◆ **AIM 1**:
Answer these questions from the gas-to-liquids article:
(a) Which two companies run the Oryx plant as a joint venture?
(b) How many barrels a day of diesel and other products does the Pearl project make?
(c) On what date was the article published?
◆ **AIM 2**: Please carry on writing the gas-to-liquids article, picking up after its last sentence about the Pearl project.

◆ **DOCUMENT SEGMENT**:
————————

New players enter GTL market

24 November 2013

Technology that allows for much smaller plants is being developed

Until recently, if a company was thinking of building a gas-to-liquids (GTL) plant it meant one thing above all else: scale. The plants were physically large, needed copious amounts of gas feedstock and demanded big investments.

The Oryx plant in Qatar, a joint venture of Qatar Petroleum (QP) and South Africa’s Sasol, uses 330 million cubic feet a day (cf/d) of natural gas to produce 34,000 barrels a day (b/d) of diesel, naphtha and liquefied petroleum gas. The nearby Pearl project, a joint venture of Shell and QP, is even bigger. It uses 1.6 billion cf/d of gas to make 260,000 b/d of diesel and other products.

————————

◆ **INFORMATION SUPPLIED**:

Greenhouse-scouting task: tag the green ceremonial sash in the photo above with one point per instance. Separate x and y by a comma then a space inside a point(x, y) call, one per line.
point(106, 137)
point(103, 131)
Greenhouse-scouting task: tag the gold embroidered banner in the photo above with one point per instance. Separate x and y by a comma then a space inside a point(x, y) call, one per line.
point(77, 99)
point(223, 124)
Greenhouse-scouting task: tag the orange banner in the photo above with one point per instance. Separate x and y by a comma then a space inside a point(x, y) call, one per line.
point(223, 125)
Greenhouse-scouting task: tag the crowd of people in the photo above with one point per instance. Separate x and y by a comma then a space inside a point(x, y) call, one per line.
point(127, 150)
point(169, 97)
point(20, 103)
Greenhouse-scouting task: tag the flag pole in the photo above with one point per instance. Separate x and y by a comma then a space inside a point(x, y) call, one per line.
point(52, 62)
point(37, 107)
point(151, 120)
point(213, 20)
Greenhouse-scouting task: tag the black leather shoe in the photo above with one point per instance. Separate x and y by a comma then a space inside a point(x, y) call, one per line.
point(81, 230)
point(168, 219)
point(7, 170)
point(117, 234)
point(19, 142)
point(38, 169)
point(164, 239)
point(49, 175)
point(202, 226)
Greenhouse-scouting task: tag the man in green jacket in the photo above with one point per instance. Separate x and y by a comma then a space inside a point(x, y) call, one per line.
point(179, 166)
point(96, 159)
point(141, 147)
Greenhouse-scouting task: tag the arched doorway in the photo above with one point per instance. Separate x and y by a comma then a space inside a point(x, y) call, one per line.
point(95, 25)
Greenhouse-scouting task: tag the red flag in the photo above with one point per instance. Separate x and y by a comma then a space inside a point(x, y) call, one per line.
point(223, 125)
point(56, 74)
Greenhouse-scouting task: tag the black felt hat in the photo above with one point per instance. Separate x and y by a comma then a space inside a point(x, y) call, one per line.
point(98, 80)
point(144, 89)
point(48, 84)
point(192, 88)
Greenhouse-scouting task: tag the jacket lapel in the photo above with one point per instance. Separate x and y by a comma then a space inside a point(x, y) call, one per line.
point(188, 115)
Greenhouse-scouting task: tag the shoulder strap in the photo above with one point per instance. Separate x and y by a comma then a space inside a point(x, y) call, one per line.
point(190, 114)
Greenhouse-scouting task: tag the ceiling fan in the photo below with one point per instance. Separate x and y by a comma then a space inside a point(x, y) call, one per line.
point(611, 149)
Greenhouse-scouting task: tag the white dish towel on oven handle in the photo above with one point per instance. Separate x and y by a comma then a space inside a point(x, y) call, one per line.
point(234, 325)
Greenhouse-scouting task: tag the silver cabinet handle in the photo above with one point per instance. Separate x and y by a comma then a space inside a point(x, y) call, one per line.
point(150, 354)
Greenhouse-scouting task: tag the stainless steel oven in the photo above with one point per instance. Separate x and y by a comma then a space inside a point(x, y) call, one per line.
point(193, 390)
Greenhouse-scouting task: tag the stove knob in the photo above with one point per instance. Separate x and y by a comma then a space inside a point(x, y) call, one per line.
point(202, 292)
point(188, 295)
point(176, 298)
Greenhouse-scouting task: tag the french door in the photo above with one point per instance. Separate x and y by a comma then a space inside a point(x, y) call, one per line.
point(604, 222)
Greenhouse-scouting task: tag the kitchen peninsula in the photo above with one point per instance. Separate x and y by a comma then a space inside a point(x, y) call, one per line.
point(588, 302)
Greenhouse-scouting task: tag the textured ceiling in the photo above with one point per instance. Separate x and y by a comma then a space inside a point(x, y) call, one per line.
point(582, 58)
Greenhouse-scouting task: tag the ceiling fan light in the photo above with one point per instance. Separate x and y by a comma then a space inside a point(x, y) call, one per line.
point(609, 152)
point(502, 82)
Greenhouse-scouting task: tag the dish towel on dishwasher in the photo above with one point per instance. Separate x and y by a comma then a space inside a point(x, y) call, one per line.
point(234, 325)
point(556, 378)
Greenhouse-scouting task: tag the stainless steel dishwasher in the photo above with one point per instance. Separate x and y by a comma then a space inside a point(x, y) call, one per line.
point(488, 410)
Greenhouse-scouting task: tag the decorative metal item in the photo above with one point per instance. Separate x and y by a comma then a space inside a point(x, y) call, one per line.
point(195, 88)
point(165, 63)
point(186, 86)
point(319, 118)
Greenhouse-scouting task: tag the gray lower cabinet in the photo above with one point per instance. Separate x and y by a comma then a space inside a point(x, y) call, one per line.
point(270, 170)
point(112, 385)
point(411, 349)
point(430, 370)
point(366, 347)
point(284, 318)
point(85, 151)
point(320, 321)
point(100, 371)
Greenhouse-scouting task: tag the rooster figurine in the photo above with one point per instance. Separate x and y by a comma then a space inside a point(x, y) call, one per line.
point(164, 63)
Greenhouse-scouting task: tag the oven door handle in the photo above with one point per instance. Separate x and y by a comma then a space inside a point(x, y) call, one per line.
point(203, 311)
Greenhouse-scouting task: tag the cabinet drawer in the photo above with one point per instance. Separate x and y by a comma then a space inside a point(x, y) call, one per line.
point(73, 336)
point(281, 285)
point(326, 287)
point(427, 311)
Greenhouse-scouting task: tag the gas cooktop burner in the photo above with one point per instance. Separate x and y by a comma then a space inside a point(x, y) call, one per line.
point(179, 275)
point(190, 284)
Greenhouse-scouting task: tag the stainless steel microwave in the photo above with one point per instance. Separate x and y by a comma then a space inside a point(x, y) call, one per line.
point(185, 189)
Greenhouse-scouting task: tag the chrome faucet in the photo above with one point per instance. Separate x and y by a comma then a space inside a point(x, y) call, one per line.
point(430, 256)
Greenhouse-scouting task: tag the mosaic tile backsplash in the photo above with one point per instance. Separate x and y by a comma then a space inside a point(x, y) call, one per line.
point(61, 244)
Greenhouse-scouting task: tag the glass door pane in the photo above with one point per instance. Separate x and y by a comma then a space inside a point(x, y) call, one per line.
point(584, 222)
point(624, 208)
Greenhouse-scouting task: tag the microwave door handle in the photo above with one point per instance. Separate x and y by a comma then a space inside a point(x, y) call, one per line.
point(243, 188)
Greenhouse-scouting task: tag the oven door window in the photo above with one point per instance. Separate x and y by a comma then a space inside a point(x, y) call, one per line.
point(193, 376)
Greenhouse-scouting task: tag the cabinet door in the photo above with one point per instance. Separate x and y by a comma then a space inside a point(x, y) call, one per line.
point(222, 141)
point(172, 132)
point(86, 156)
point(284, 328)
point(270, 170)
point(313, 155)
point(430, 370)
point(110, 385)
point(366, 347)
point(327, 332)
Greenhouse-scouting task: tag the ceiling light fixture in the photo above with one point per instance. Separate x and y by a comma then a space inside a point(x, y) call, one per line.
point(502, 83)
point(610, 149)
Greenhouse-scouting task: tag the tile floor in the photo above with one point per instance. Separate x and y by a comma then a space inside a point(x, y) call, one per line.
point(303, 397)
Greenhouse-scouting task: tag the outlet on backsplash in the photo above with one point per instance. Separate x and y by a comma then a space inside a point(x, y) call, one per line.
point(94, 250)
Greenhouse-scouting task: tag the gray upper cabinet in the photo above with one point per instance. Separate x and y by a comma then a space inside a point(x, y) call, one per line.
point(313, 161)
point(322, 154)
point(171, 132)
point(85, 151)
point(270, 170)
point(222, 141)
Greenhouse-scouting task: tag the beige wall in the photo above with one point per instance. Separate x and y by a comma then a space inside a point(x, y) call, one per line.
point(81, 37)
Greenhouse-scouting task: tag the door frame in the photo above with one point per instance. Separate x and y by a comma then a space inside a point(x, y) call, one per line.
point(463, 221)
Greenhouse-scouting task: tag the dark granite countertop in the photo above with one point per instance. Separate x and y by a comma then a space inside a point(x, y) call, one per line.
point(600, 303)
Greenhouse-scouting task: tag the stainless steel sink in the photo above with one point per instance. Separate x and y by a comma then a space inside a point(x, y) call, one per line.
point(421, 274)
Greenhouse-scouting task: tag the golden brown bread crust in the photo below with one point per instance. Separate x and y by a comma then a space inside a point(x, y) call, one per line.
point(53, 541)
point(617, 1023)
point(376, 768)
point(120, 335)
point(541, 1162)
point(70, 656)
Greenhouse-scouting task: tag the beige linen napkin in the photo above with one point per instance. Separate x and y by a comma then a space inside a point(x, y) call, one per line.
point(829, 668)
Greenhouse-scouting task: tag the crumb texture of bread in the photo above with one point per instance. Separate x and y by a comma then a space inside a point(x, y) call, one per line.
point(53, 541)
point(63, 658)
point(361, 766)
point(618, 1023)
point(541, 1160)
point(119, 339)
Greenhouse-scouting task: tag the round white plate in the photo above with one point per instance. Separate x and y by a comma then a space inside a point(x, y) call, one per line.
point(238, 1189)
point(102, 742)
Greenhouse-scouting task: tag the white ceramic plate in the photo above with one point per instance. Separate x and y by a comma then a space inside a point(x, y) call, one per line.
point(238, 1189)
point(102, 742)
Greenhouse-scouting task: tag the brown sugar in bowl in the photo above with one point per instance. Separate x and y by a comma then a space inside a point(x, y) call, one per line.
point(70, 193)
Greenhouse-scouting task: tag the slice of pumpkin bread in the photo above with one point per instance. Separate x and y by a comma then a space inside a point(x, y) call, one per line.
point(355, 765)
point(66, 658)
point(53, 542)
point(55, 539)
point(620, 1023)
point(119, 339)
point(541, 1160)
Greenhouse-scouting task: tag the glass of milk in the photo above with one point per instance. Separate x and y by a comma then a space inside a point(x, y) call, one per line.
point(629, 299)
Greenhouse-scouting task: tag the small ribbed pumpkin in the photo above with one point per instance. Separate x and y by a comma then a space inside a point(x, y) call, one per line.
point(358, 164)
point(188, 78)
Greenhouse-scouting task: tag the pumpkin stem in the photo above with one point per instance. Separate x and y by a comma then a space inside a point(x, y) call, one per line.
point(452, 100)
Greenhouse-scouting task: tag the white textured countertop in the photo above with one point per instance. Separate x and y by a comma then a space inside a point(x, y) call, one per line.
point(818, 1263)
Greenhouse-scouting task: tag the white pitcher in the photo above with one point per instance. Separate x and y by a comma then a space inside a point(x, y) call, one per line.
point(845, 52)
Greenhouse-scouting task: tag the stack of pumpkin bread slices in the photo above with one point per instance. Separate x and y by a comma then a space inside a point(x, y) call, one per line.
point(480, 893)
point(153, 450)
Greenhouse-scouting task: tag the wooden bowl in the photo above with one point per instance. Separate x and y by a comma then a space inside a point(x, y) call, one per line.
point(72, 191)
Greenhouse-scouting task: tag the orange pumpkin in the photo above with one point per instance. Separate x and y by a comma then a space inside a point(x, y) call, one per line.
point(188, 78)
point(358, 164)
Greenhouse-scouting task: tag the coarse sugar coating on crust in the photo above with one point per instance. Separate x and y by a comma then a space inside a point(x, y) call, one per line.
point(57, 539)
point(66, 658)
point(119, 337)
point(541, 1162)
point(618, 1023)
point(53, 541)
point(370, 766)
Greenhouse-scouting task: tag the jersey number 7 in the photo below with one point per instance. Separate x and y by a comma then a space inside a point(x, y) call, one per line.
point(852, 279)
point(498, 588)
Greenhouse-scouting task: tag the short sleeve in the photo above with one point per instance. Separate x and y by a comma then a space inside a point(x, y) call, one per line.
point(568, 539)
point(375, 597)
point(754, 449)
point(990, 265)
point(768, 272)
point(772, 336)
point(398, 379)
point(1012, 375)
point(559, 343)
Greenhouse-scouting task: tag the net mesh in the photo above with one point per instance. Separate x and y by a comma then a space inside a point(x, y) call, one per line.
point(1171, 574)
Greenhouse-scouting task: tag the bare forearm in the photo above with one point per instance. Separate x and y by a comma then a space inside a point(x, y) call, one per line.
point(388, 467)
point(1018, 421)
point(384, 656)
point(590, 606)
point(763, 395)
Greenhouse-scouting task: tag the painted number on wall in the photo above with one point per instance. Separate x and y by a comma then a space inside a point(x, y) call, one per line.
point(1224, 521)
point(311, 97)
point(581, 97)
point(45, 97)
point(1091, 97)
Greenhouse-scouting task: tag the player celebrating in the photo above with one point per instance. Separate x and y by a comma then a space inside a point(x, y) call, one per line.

————————

◆ **EXERCISE OUTPUT 1**:
(a) Qatar Petroleum (QP) and Sasol
(b) 260,000 b/d
(c) 24 November 2013

◆ **EXERCISE OUTPUT 2**:
Small-scale plants

There are not many places with enough gas to allow for refineries of this size. South Africa and Malaysia are among the few other countries to have GTL plants, although new ones have been mooted for the US, Canada, Uzbekistan and Nigeria. But several companies are developing technology that is opening up the market at the other end of the scale. By using new techniques, they are able to develop plants that use much smaller volumes of gas. That means they can be deployed in hard-to-reach locations and exploit gas that is currently flared, reinjected into oil fields or left in the ground. And with a startup cost of about $200m, they are a small fraction of the almost $20bn that Shell’s Pearl GTL cost to develop.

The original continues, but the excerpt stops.